- **SOURCE DOCUMENT**:
Context: We will be having a RIF in mid-December. It’s horrible. I know. This will be 3rd reduction in 18 months. This one is coming with more changes moving forward (possible impact to benefits and perks), restructure, taking office fully remote. Some good and some bad. The sticky part is that some remaining employees will also be getting paid out their 2023 bonus that had been suspended. I foresee from my teams that there is already survivors guilt in a RIF, but one right before the holidays and where you also are getting incentive pay, I feel like folks are going to be even more sensitive. I know I am and I’m a leader.
📣 Anessa Fike, CEO & Founder of Fike+Co and Fractional CPO:
The biggest piece that people want after a RIF is to 1) feel safe that their jobs won’t be next; 2) have space to grieve and also feel their emotions; 3) they have someone that cares about them internally that is warm and caring.
📣 Jessie Fields, Director of Talent Development and DEI at C2FO:
A really helpful framework I’ve used when communicating through tough changes is to:
- Acknowledge realities – help employees feel heard and understood
- Provide context – help give more details and clarity by leaning into the “why”
- Give a reason for hope – help people see and believe in the company’s future
All three of these messages are best received when they live together. Without acknowledging realities, employees won’t feel heard and won’t connect to the “why.” Without context, employees won’t feel the future is feasible and trust you can get there. And without hope for the future, employees remain stuck.
Of course none of this will matter if you don’t meet the team’s basic needs first (like all of the things Anessa mentioned above).
There’s never an easy time to navigate a RIF, but pre-holidays is especially tricky. Kudos to you for beginning to think through the impacts now.
📣 Kat Campbell, Founder of HowardHelen:
+1 to Anessa and Jessie. This is very hard- please make sure to give yourself grace and know that survivors’ guilt is very real.
If you don’t have an unlimited vacation policy, you can offer additional paid time off above the annual allocation to be used throughout the year. Even a few extra days can help employees get a sense of normalcy after an event like a RIF.
And wherever you can provide transparency, do it. If certain business goals need to be met to make sure no more reductions occur, say that. If no more jobs will be cut, say that.
And finally, encourage current employees to help the terminated colleagues find a new position through networking, LinkedIn, resume reviews, etc. That will help the survivors feel like they are contributing to a more positive future for those impacted.
📣 Cassandra Babilya, Head of EEx Strategy at Amazon:
I’ll add: work with your business leaders to adjust expectations of what these remaining employees can produce/deliver. Expecting a percentage of your former total workforce to carry your previous goals/commitments is a recipe for burnout and further attrition.

- **DIRECTION 1**: According to the RIF advice text, which reduction in 18 months will the mid-December RIF be?
The listing below has no connection to the RIF advice text above.

- **RECORDS FOR PROCESSING**:
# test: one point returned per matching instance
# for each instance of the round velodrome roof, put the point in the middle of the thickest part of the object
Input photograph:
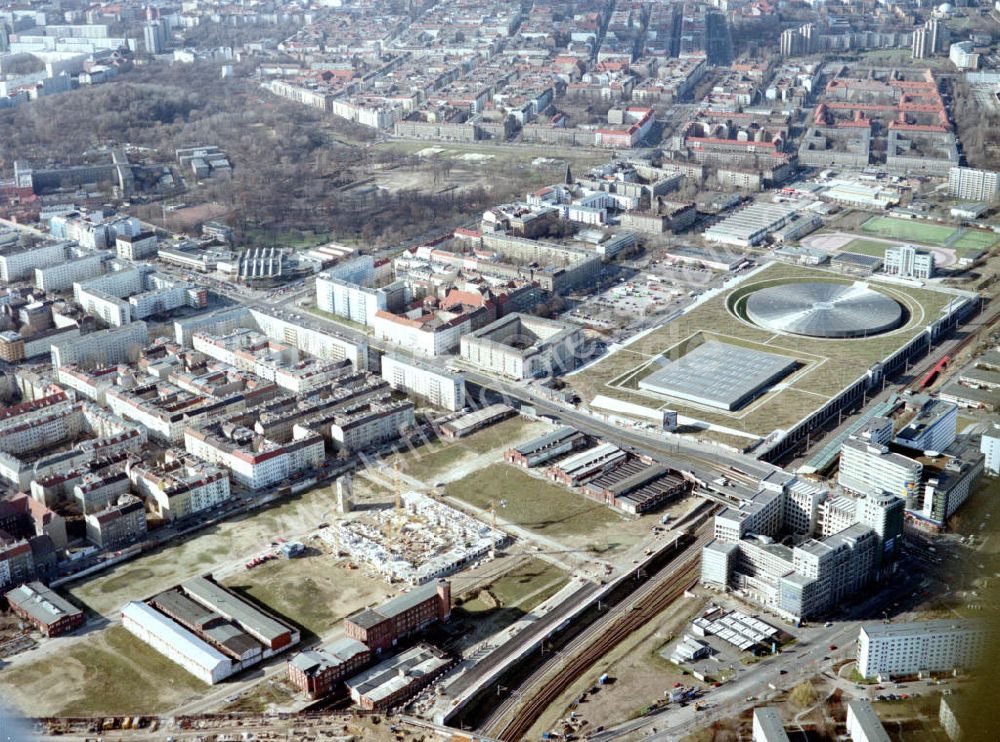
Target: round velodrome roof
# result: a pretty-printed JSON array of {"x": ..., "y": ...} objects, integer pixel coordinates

- **DIRECTION 2**: Please arrange every line of the listing as a Markdown table with the columns n (the row number) and Line, skipping blank lines and leaving the pictures out of the answer.

- **TASK RESULT 1**: It will be the third reduction in 18 months.

- **TASK RESULT 2**:
| n | Line |
|---|---|
| 1 | # test: one point returned per matching instance |
| 2 | # for each instance of the round velodrome roof, put the point in the middle of the thickest part of the object |
| 3 | Input photograph: |
| 4 | Target: round velodrome roof |
| 5 | # result: a pretty-printed JSON array of {"x": ..., "y": ...} objects, integer pixel coordinates |